Begin Dataset excerpts

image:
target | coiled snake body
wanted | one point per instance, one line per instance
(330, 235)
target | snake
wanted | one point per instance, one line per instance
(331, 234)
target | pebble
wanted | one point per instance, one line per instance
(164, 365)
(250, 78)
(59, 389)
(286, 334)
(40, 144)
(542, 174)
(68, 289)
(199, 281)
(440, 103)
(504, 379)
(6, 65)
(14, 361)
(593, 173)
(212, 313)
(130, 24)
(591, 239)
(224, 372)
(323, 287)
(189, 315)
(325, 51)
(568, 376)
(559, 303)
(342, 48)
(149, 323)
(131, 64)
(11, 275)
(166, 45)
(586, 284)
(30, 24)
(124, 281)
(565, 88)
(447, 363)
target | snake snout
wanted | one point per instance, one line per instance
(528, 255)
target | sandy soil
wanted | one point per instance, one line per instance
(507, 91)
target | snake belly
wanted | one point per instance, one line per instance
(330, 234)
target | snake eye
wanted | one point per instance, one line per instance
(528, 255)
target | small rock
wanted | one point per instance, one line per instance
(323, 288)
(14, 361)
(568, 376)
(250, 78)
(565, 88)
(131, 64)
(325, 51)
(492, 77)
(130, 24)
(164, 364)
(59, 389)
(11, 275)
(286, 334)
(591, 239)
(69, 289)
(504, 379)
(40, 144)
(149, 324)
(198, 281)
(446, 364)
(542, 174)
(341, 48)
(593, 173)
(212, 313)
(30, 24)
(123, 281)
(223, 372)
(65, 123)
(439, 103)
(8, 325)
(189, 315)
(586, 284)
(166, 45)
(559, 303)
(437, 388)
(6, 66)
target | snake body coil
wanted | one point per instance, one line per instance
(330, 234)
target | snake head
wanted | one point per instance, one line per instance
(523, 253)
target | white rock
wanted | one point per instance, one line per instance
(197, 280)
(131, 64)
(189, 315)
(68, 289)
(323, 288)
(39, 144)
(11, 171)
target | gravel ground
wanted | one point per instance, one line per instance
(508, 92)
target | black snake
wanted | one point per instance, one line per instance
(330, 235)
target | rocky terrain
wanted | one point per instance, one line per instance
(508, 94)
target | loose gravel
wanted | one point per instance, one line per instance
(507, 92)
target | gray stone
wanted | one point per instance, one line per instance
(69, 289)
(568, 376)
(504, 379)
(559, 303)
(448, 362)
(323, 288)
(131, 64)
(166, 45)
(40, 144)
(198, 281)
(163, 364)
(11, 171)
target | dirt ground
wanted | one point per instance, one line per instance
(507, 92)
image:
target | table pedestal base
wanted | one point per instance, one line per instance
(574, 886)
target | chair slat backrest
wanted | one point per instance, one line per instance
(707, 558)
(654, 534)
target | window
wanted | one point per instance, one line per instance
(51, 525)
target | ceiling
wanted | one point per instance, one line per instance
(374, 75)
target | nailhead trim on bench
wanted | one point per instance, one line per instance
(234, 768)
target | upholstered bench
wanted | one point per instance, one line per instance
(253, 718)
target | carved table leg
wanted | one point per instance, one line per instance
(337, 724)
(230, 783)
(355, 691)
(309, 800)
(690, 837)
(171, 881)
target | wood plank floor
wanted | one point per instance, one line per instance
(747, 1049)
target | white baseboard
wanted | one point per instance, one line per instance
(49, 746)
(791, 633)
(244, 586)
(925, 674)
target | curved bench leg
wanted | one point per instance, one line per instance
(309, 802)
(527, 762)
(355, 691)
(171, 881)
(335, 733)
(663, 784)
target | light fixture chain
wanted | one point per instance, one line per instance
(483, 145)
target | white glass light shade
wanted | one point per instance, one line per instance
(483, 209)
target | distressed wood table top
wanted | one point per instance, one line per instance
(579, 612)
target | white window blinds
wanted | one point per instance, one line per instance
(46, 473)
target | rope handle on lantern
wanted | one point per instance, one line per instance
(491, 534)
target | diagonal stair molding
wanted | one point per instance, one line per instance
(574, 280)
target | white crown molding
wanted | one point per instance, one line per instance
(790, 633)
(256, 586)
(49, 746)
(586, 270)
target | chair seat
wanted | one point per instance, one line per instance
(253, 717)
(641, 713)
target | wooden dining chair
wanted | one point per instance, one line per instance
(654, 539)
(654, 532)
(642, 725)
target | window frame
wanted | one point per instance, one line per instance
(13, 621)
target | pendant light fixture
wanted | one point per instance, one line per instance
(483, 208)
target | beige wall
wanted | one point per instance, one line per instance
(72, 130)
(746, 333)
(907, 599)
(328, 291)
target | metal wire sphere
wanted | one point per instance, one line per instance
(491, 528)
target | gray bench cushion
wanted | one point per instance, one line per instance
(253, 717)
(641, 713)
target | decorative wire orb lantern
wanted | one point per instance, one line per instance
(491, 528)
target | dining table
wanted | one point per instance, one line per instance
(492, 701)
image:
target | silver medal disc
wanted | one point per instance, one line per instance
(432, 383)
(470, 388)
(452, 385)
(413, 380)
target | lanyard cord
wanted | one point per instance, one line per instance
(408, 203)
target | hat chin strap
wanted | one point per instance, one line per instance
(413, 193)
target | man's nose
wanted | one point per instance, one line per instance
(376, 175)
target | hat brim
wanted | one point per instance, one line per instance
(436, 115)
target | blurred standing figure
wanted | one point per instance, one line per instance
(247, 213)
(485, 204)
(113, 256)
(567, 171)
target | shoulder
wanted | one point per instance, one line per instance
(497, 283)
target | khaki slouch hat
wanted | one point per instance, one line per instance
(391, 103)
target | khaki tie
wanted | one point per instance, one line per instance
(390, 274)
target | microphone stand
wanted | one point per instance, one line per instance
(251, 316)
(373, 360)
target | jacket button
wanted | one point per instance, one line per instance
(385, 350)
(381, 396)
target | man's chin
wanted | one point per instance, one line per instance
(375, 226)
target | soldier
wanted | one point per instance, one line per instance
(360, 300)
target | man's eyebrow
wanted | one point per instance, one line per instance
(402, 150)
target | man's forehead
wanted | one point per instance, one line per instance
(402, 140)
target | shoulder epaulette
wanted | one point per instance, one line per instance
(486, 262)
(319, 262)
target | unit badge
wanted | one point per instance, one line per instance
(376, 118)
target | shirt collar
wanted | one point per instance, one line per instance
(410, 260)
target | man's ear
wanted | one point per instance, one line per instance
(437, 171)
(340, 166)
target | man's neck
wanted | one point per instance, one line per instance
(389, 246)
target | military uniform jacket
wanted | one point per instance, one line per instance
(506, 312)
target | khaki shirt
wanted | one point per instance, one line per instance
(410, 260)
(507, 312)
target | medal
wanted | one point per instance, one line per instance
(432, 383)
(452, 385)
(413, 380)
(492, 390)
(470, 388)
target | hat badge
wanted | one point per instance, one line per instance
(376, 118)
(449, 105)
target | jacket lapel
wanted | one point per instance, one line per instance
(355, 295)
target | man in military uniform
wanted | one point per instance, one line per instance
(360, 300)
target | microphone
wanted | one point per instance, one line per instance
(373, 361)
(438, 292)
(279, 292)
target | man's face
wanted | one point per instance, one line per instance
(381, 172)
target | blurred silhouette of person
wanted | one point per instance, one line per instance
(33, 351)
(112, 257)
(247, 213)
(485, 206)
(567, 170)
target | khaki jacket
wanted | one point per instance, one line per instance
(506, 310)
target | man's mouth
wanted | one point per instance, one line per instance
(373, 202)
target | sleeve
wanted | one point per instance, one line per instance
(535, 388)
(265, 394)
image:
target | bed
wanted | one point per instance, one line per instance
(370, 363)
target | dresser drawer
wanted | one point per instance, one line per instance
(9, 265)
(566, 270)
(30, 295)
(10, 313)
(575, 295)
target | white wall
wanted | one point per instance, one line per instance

End Dataset excerpts

Your objective: In the entries above, take the line containing "target | khaki shirt" and each later line through the last, and repeat them exactly. Output nothing else.

The solution:
target | khaki shirt
wanted | one point per instance, one line per instance
(410, 260)
(507, 312)
target | medal
wanted | one point per instance, one line per instance
(432, 383)
(452, 385)
(413, 380)
(492, 390)
(470, 388)
target | hat badge
wanted | one point per instance, one line per instance
(376, 118)
(449, 105)
target | jacket lapel
wanted | one point per instance, one line per instance
(355, 295)
target | man in military uniform
wanted | one point per instance, one line per instance
(360, 300)
target | microphone
wanted | one point per instance, one line per instance
(373, 361)
(438, 292)
(279, 292)
target | man's face
wanted | one point per instance, one line per instance
(381, 172)
target | blurred silhouette of person
wanted | one point per instance, one line per instance
(33, 351)
(112, 257)
(247, 213)
(485, 206)
(567, 170)
target | khaki jacket
wanted | one point per instance, one line per instance
(506, 310)
target | man's mouth
wanted | one point per instance, one line per instance
(373, 202)
target | sleeve
wanted | one point per instance, one line per instance
(535, 388)
(265, 394)
image:
target | bed
wanted | one point per instance, one line per instance
(370, 363)
target | dresser drawer
wanted | one point per instance, one line per instance
(9, 265)
(566, 270)
(30, 295)
(10, 313)
(575, 295)
target | white wall
wanted | one point per instance, one line per instance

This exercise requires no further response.